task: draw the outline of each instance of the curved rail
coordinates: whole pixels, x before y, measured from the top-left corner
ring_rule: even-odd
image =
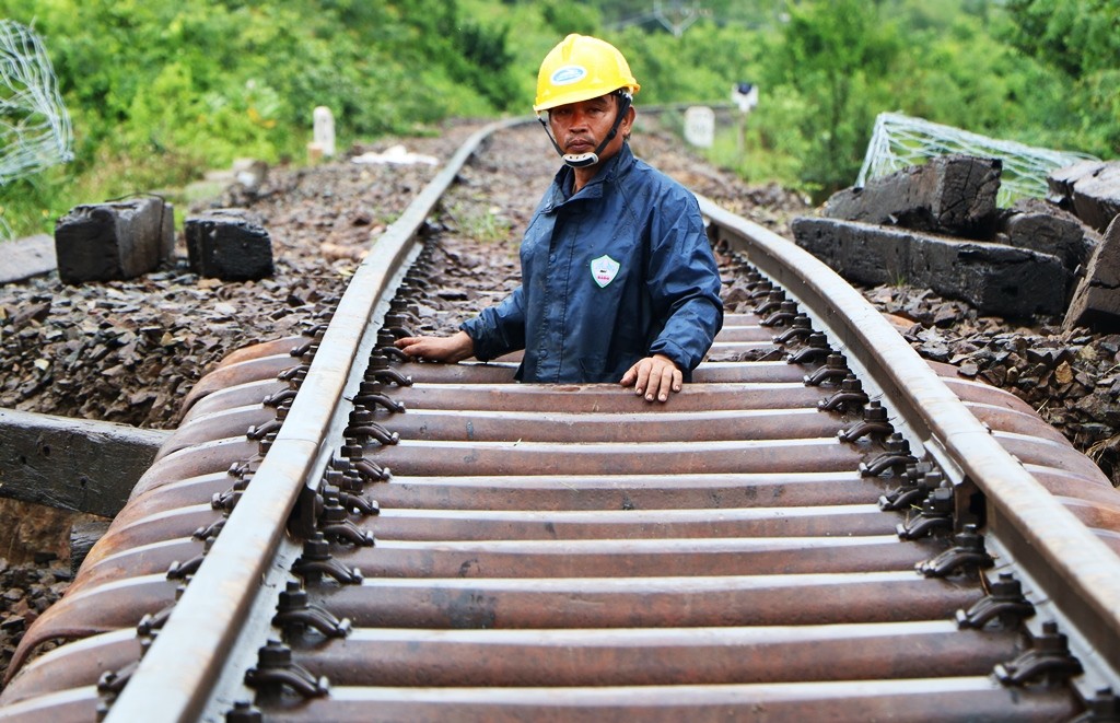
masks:
[[[995,536],[1046,595],[1092,631],[1120,670],[1120,561],[1024,469],[874,307],[831,269],[773,232],[701,199],[720,237],[785,288],[827,330],[865,385],[900,415],[914,450],[925,450],[968,508],[979,489]]]
[[[390,297],[420,253],[418,233],[459,169],[480,144],[493,132],[525,122],[532,123],[532,120],[496,123],[472,135],[404,215],[379,237],[334,310],[329,325],[316,337],[318,350],[311,357],[306,378],[291,402],[282,426],[252,475],[253,483],[244,488],[222,533],[213,537],[208,553],[193,572],[190,584],[183,588],[181,598],[171,608],[169,618],[158,635],[151,637],[150,647],[109,708],[109,721],[218,720],[231,707],[235,708],[235,702],[254,697],[255,692],[245,685],[245,670],[252,668],[262,644],[272,635],[273,626],[271,612],[261,613],[261,610],[274,610],[278,598],[282,600],[286,594],[289,598],[299,594],[288,586],[293,580],[290,569],[299,555],[299,545],[284,534],[286,525],[290,527],[293,518],[298,525],[301,514],[314,516],[317,511],[312,508],[319,504],[317,489],[321,480],[329,476],[344,430],[354,423],[351,419],[353,398],[363,384],[366,359],[373,349],[381,346],[376,336],[386,319]],[[897,415],[900,421],[896,420],[894,426],[900,430],[912,454],[931,460],[944,472],[952,483],[958,530],[967,523],[987,526],[993,545],[999,548],[998,569],[1014,563],[1017,569],[1026,570],[1036,604],[1046,605],[1047,616],[1060,618],[1063,629],[1075,631],[1075,644],[1081,646],[1079,656],[1090,668],[1085,685],[1114,685],[1116,670],[1120,669],[1120,558],[1098,534],[1086,528],[1068,506],[1038,481],[1032,470],[1045,471],[1046,461],[1038,461],[1038,456],[1033,453],[1032,469],[1020,463],[1006,444],[1001,444],[1001,440],[996,439],[989,428],[974,416],[976,405],[970,409],[962,403],[894,328],[823,264],[772,232],[729,214],[707,199],[700,200],[710,223],[712,240],[743,253],[754,269],[769,276],[796,301],[815,329],[824,331],[832,350],[844,355],[848,366],[858,373],[871,396],[883,397],[886,406]],[[757,319],[750,321],[756,322]],[[740,319],[739,323],[747,322]],[[735,339],[727,344],[750,344],[736,337],[734,330],[725,331],[730,335],[725,336],[725,341]],[[259,377],[254,378],[268,379],[286,368],[284,365],[291,364],[290,358],[283,358],[281,350],[290,344],[290,340],[276,342],[278,358],[273,360],[270,360],[271,357],[255,362],[231,358],[226,370],[233,370],[231,376],[236,376],[239,364],[255,364]],[[272,348],[269,345],[262,347]],[[363,547],[349,551],[355,561],[362,562],[362,569],[376,570],[376,576],[362,585],[327,585],[326,591],[315,591],[315,595],[328,598],[339,609],[347,610],[346,614],[353,616],[353,625],[363,626],[360,635],[330,646],[333,650],[326,651],[326,657],[319,661],[335,666],[340,679],[356,682],[332,688],[329,699],[320,697],[317,704],[302,708],[293,706],[284,711],[280,720],[316,720],[316,716],[318,720],[335,716],[368,720],[372,714],[364,714],[363,711],[368,708],[363,706],[375,706],[379,715],[392,717],[395,713],[408,715],[412,711],[409,707],[412,702],[430,703],[432,707],[429,712],[454,711],[480,717],[503,710],[504,715],[515,716],[516,711],[532,711],[544,703],[559,705],[561,708],[558,710],[570,713],[586,704],[601,706],[599,710],[622,719],[629,714],[627,708],[636,707],[652,714],[652,708],[643,708],[651,705],[645,697],[647,695],[654,696],[651,699],[661,706],[656,713],[666,720],[692,710],[690,706],[693,704],[718,716],[732,714],[745,702],[759,704],[767,701],[775,714],[781,711],[801,715],[819,711],[823,714],[825,711],[836,713],[842,710],[856,716],[866,711],[862,706],[878,705],[872,701],[880,698],[886,701],[881,704],[887,706],[881,711],[905,711],[909,694],[893,691],[884,680],[865,680],[858,684],[858,691],[852,691],[844,686],[853,684],[834,678],[787,677],[776,678],[785,682],[784,687],[759,691],[757,686],[739,685],[738,679],[734,680],[734,685],[728,684],[720,677],[728,674],[716,670],[721,665],[717,660],[729,659],[731,661],[727,665],[737,670],[736,675],[762,680],[757,676],[769,675],[774,663],[773,658],[767,659],[765,650],[773,649],[800,651],[797,655],[802,657],[790,660],[788,666],[783,668],[784,673],[774,673],[776,676],[797,675],[799,666],[811,667],[819,652],[793,630],[797,626],[821,628],[818,632],[824,639],[831,636],[838,650],[859,648],[864,640],[878,640],[875,644],[878,649],[888,650],[885,660],[893,660],[889,647],[896,645],[897,639],[911,635],[927,640],[945,640],[937,645],[944,646],[943,656],[954,660],[967,660],[971,655],[960,640],[948,641],[955,626],[943,620],[943,614],[945,610],[951,612],[962,601],[971,599],[974,591],[944,584],[934,586],[931,594],[928,586],[918,584],[920,579],[912,571],[914,556],[921,555],[917,560],[925,560],[926,553],[935,545],[923,543],[917,548],[888,552],[888,543],[897,542],[890,534],[892,526],[884,522],[875,505],[866,503],[864,496],[868,486],[852,471],[861,452],[844,449],[837,442],[840,421],[815,413],[820,392],[804,389],[800,372],[784,363],[759,364],[749,370],[732,369],[732,366],[708,364],[702,367],[698,370],[698,381],[702,378],[706,386],[701,389],[698,385],[694,392],[688,389],[688,394],[674,400],[676,404],[670,411],[654,409],[652,412],[634,413],[633,410],[642,407],[642,404],[635,407],[633,395],[622,395],[625,398],[620,398],[617,389],[607,393],[592,385],[588,388],[549,391],[495,384],[512,376],[510,367],[503,364],[459,367],[420,365],[426,379],[422,388],[402,389],[400,393],[413,411],[401,415],[394,423],[401,436],[408,433],[409,440],[417,442],[373,452],[374,458],[382,461],[407,461],[413,470],[407,482],[386,485],[379,494],[383,504],[390,504],[392,514],[375,518],[373,527],[379,535],[384,532],[388,542],[376,547],[376,554]],[[417,372],[418,375],[420,373]],[[213,393],[207,398],[224,394],[218,391],[221,384],[214,384],[214,388],[207,389]],[[773,388],[764,391],[766,384],[773,385]],[[265,386],[271,391],[276,383]],[[535,385],[526,385],[532,386]],[[457,406],[478,404],[475,401],[477,395],[470,387],[484,388],[487,403],[503,405],[504,413],[489,414],[477,411],[477,406]],[[244,450],[251,453],[255,449],[243,441],[227,444],[224,440],[243,432],[244,419],[254,420],[253,424],[260,423],[261,393],[262,385],[253,386],[245,396],[246,401],[241,402],[258,405],[245,416],[239,411],[245,407],[236,403],[226,404],[228,409],[215,404],[214,410],[218,411],[209,412],[205,409],[207,398],[195,404],[190,414],[198,416],[192,422],[192,430],[202,428],[198,440],[222,440],[199,444],[205,448],[204,452],[216,454],[215,450],[227,445],[232,458],[243,459],[236,454]],[[240,394],[240,391],[228,391],[231,397],[240,398],[236,396]],[[418,404],[413,406],[412,401]],[[980,406],[989,402],[990,398],[983,396]],[[767,403],[777,406],[768,409]],[[542,412],[542,409],[548,412]],[[594,409],[595,414],[581,414],[578,425],[566,416],[588,409]],[[450,412],[445,414],[439,410]],[[459,438],[463,421],[455,416],[463,410],[475,410],[470,412],[467,423],[469,439],[466,440]],[[697,420],[701,420],[708,431],[696,431]],[[1014,425],[992,426],[1004,435],[1001,439],[1005,442],[1018,429]],[[562,429],[562,441],[567,447],[556,445],[556,440],[549,436],[556,429]],[[685,430],[684,436],[681,436],[682,429]],[[709,431],[711,436],[701,439]],[[176,442],[179,447],[164,451],[162,462],[176,464],[176,454],[189,451],[189,445],[194,443],[192,434],[194,432],[184,431]],[[440,438],[440,434],[447,436]],[[620,451],[637,439],[661,439],[663,449],[656,452],[647,450],[643,459],[622,460]],[[774,443],[767,444],[768,441]],[[207,448],[206,444],[213,447]],[[472,451],[464,456],[467,449]],[[539,457],[542,453],[551,457]],[[539,467],[534,467],[540,466],[542,459],[551,460],[551,464],[564,466],[567,472],[579,478],[579,488],[562,477],[547,479]],[[696,459],[701,459],[701,462],[689,467]],[[813,467],[825,459],[831,460],[831,468]],[[433,481],[444,479],[440,476],[461,475],[461,471],[448,470],[461,468],[467,461],[477,466],[470,468],[474,472],[468,472],[474,476],[452,483]],[[184,466],[189,469],[189,461]],[[784,475],[772,475],[774,466],[794,470],[791,473],[797,476],[799,483],[793,485]],[[604,471],[608,468],[609,471]],[[812,471],[815,469],[829,471]],[[485,478],[487,473],[500,477]],[[613,479],[596,479],[600,475],[610,475]],[[187,473],[184,476],[189,477]],[[668,479],[661,479],[663,477]],[[676,477],[682,482],[679,487],[672,483]],[[743,480],[749,480],[749,485],[743,485]],[[227,483],[225,475],[218,472],[189,477],[187,481],[215,490],[224,489]],[[624,485],[637,490],[635,494],[643,500],[640,509],[627,507],[632,500],[620,494]],[[787,495],[781,503],[787,507],[768,513],[753,509],[753,503],[744,492],[746,487],[750,488],[752,495],[762,495],[759,490],[767,490],[775,498]],[[857,488],[858,492],[855,491]],[[468,489],[470,494],[464,495]],[[176,491],[168,490],[168,496]],[[571,501],[573,492],[578,492],[578,503]],[[139,499],[140,496],[138,489],[133,497]],[[718,501],[721,497],[734,497],[736,504],[722,509]],[[449,498],[455,498],[456,504],[464,507],[454,508],[448,503]],[[545,518],[543,510],[552,504],[548,500],[557,498],[564,498],[564,501],[550,509]],[[717,501],[713,503],[713,499]],[[445,503],[448,507],[441,508]],[[592,513],[594,506],[600,504],[607,511]],[[180,516],[179,527],[189,530],[197,524],[193,522],[196,518],[204,522],[208,518],[199,513],[200,506],[195,505],[160,514]],[[678,505],[681,509],[672,509]],[[127,542],[130,535],[143,539],[143,529],[155,524],[152,515],[144,511],[143,505],[140,507],[120,525],[115,533],[118,542]],[[164,508],[153,505],[152,509]],[[716,514],[715,509],[721,511]],[[202,511],[213,517],[209,506]],[[774,515],[774,518],[767,515]],[[613,533],[618,537],[612,545],[600,547],[592,544],[597,534],[614,529],[613,525],[618,525],[623,532]],[[791,528],[801,529],[800,536],[790,533]],[[820,533],[821,528],[830,532]],[[558,529],[562,539],[556,538]],[[758,532],[760,529],[783,532]],[[485,535],[489,530],[501,530],[510,536],[487,538]],[[186,534],[189,535],[189,532]],[[398,537],[394,538],[394,534]],[[470,537],[476,534],[482,537]],[[563,537],[566,534],[570,537]],[[771,539],[771,535],[781,539]],[[848,537],[851,535],[856,537]],[[160,595],[166,595],[171,584],[155,572],[166,570],[169,562],[183,558],[177,555],[190,554],[184,551],[198,544],[197,541],[180,543],[181,533],[171,537],[158,545],[141,543],[136,553],[136,561],[142,563],[148,572],[147,576],[141,573],[137,578],[139,592],[133,594],[149,595],[150,605],[160,604]],[[692,537],[703,539],[691,541]],[[495,543],[494,539],[504,542]],[[552,544],[558,542],[563,544]],[[121,543],[121,546],[127,545]],[[450,554],[445,555],[448,552]],[[76,590],[78,598],[88,600],[88,605],[94,607],[102,591],[113,586],[106,584],[99,588],[94,583],[112,580],[116,567],[136,564],[130,554],[129,551],[118,552],[95,561],[101,567],[94,565],[97,569],[90,572],[86,579],[75,581],[75,588],[80,588]],[[886,592],[888,585],[899,585],[898,589],[905,591],[899,607],[909,608],[907,614],[917,617],[889,618],[894,622],[876,628],[857,623],[883,623],[883,619],[871,619],[883,612],[876,612],[871,618],[849,619],[843,617],[847,610],[833,610],[828,614],[841,617],[825,620],[825,623],[833,623],[829,630],[823,630],[828,625],[805,626],[806,620],[797,620],[796,625],[790,622],[784,617],[790,595],[823,598],[832,592],[829,585],[834,582],[833,578],[841,575],[831,574],[831,569],[829,574],[823,571],[825,562],[836,556],[847,557],[846,563],[850,567],[844,569],[844,573],[858,570],[862,575],[857,585],[846,591],[846,594],[852,595],[846,605],[858,608],[865,595],[886,597],[889,594]],[[501,572],[473,575],[470,565],[477,565],[478,560],[485,560],[491,571]],[[781,561],[783,569],[800,570],[804,574],[794,581],[777,581],[776,574],[763,575],[758,572],[762,567],[753,566],[762,565],[759,561],[763,560]],[[704,567],[700,575],[697,570],[700,564],[712,567]],[[171,566],[176,565],[179,563]],[[431,574],[440,578],[435,591],[426,592],[419,583],[414,584],[409,579],[410,571],[417,567],[433,570]],[[102,572],[102,569],[108,570]],[[617,570],[629,571],[633,578],[612,580],[613,571]],[[516,578],[521,574],[539,575],[543,580],[520,582]],[[478,580],[470,580],[473,576]],[[370,591],[388,601],[388,611],[371,611]],[[648,610],[640,610],[636,607],[637,595],[646,593],[656,602],[646,603],[651,604]],[[404,656],[422,648],[428,657],[418,665],[427,666],[426,670],[446,673],[450,658],[445,658],[445,655],[452,656],[456,651],[461,655],[470,649],[469,646],[480,642],[483,637],[482,631],[478,635],[466,630],[452,633],[440,628],[460,627],[467,621],[487,627],[489,618],[486,616],[495,614],[493,609],[483,609],[486,605],[475,605],[475,595],[487,600],[487,605],[501,608],[502,614],[510,616],[512,622],[505,626],[508,629],[495,631],[500,635],[486,638],[484,645],[497,641],[498,649],[507,650],[503,655],[524,656],[512,658],[512,661],[498,657],[493,661],[494,666],[505,670],[503,675],[519,680],[514,685],[524,687],[501,687],[505,684],[487,683],[501,676],[486,677],[489,673],[476,669],[470,675],[482,677],[475,683],[456,683],[448,676],[452,680],[450,692],[436,693],[409,687],[422,685],[411,673],[410,660],[413,658],[381,660],[377,665],[388,667],[377,668],[355,664],[354,659],[346,657],[355,655],[358,656],[355,659],[364,659],[362,656],[374,649],[389,650],[390,656]],[[104,598],[112,599],[109,593]],[[447,609],[438,608],[439,599],[451,602]],[[541,611],[545,605],[553,604],[554,599],[561,599],[561,602],[568,600],[568,604],[550,608],[548,614],[553,617],[548,620],[582,626],[582,631],[561,631],[540,625]],[[71,604],[71,608],[82,608],[82,600]],[[754,610],[755,604],[762,605],[759,616],[744,617],[741,611]],[[671,610],[670,619],[675,621],[666,623],[661,619],[662,622],[653,623],[668,626],[663,635],[612,630],[631,627],[638,620],[660,619],[660,612],[653,609],[659,605],[662,612]],[[728,609],[739,612],[727,613]],[[609,612],[609,619],[594,618],[595,611]],[[896,613],[889,611],[886,614]],[[394,623],[385,622],[390,619],[404,622],[394,627]],[[727,622],[730,619],[735,621]],[[818,620],[814,618],[812,622]],[[62,623],[53,625],[62,627]],[[140,644],[137,636],[124,635],[134,621],[78,620],[71,625],[67,632],[81,632],[74,637],[97,636],[99,645],[114,650],[121,660],[138,656]],[[349,626],[351,621],[347,619],[334,625],[342,628]],[[721,625],[728,627],[720,628]],[[747,627],[750,625],[758,627]],[[767,625],[773,629],[765,627]],[[1030,625],[1038,623],[1032,621]],[[533,630],[534,627],[541,629]],[[592,630],[595,628],[598,629]],[[979,638],[972,633],[962,635],[969,639]],[[569,650],[576,645],[599,647],[616,650],[613,655],[625,657],[629,670],[634,670],[647,661],[645,650],[672,650],[684,640],[692,645],[697,636],[702,645],[688,651],[692,656],[688,658],[691,660],[688,666],[694,668],[689,670],[689,675],[694,673],[697,677],[681,678],[700,683],[697,685],[681,685],[681,679],[672,677],[675,674],[665,672],[659,674],[661,678],[654,677],[657,684],[641,688],[631,684],[634,687],[631,689],[627,680],[633,678],[627,677],[628,673],[609,667],[566,667],[563,660],[553,663],[553,658],[549,657],[549,651],[558,648]],[[1017,644],[1015,635],[1005,630],[981,645],[986,646],[984,655],[996,659]],[[398,652],[393,654],[393,650]],[[774,655],[781,657],[786,652]],[[81,655],[75,654],[75,658]],[[719,657],[728,655],[730,658]],[[403,663],[400,663],[402,659]],[[999,706],[1007,704],[1007,695],[991,695],[986,678],[976,673],[977,660],[969,663],[971,667],[961,664],[960,669],[968,672],[959,673],[960,677],[931,676],[921,680],[921,687],[932,692],[932,695],[942,691],[944,695],[953,696],[950,706],[952,715],[965,719],[970,711],[980,710],[969,706],[988,705],[992,706],[989,713],[998,716]],[[538,665],[542,667],[534,672]],[[913,672],[903,675],[918,680],[924,673],[922,663],[911,665]],[[57,677],[67,666],[67,658],[57,656],[52,665],[43,666],[36,675],[39,678]],[[563,676],[560,678],[563,682],[553,683],[549,677],[553,674]],[[384,679],[398,683],[368,682],[370,678],[379,680],[382,675],[389,676]],[[615,680],[606,684],[615,687],[596,689],[594,686],[599,679]],[[790,682],[794,679],[805,682]],[[312,694],[323,692],[316,689],[314,679],[300,685],[310,686]],[[363,687],[379,685],[401,687],[373,691]],[[457,687],[460,685],[479,687]],[[486,685],[498,687],[483,691]],[[549,685],[570,686],[570,689],[559,696],[557,688],[544,687]],[[1092,693],[1092,689],[1083,689],[1082,696],[1088,699]],[[96,693],[91,694],[87,685],[84,692],[63,691],[57,694],[60,706],[71,704],[75,710],[88,705],[91,695]],[[1015,695],[1037,703],[1038,707],[1032,711],[1034,714],[1049,711],[1057,715],[1070,711],[1071,702],[1063,698],[1061,691],[1023,691]],[[837,707],[841,704],[842,708]],[[562,708],[563,705],[573,707]],[[814,705],[818,707],[814,708]],[[27,710],[35,708],[28,704]],[[248,711],[242,712],[244,717],[230,720],[254,720]],[[20,720],[18,712],[12,717]],[[0,720],[7,720],[3,708],[0,708]]]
────────
- SHORT TASK
Please pick out every line in the items above that contains the word "outline" and copy each one.

- RESPONSE FOR THIS EXERCISE
task: draw the outline of each instance of the curved rail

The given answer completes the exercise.